## REQUISITOS
Cuente cuántas líneas de los registros contienen la palabra "seen" e indique solamente ese número.

## DATOS DE ENTRADA
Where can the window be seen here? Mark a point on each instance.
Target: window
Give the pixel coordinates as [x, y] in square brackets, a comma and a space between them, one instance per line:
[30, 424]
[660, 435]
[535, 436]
---
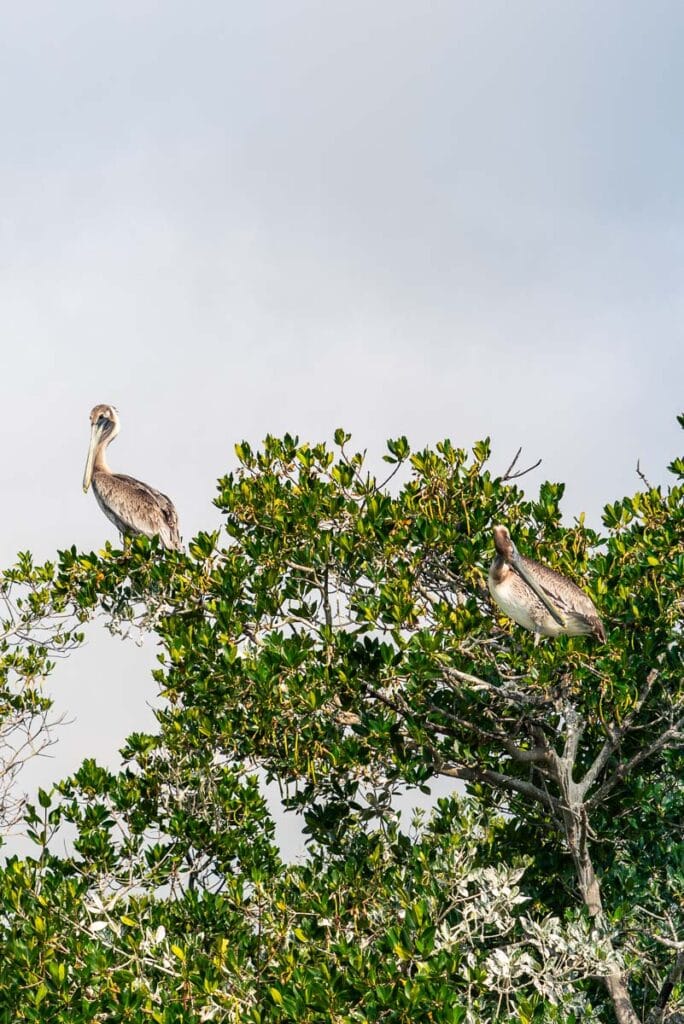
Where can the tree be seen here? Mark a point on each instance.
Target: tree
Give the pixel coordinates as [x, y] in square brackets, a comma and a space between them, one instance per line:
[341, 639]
...
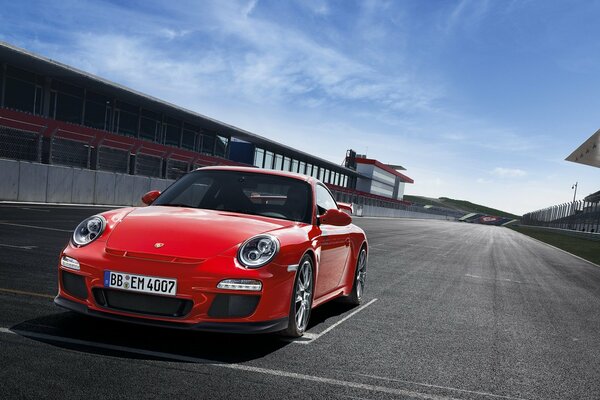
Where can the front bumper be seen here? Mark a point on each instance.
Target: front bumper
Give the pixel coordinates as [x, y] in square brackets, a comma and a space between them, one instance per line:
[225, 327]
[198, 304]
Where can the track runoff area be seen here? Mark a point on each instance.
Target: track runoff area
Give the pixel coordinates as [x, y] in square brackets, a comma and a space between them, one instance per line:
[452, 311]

## RESULTADO OBTENIDO
4